** Start RECORDS TO PROCESS **
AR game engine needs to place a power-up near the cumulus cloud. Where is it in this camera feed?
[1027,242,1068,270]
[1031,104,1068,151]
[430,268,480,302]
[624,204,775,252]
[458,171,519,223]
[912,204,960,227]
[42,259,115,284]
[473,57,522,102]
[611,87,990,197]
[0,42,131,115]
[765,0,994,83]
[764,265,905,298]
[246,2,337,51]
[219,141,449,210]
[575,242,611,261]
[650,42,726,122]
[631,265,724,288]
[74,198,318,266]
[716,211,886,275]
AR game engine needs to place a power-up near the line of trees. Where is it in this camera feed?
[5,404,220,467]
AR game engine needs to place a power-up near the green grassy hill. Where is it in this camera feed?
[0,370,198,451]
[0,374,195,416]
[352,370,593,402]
** End RECORDS TO PROCESS **
## PROBLEM DETAILS
Copy out the part of the items that opens with the line containing "AR game engine needs to place a power-up near the green" and runs through the end of the items, both ends included. Keep the request lines unchanged, and multiply every bounding box coordinate by 1.05, rounding to whole numbers with halves rounded up.

## WRITTEN SOLUTION
AR game engine needs to place a power-up near the green grassy hill. Where is it in this camera feed?
[0,389,208,474]
[0,393,205,437]
[370,389,623,422]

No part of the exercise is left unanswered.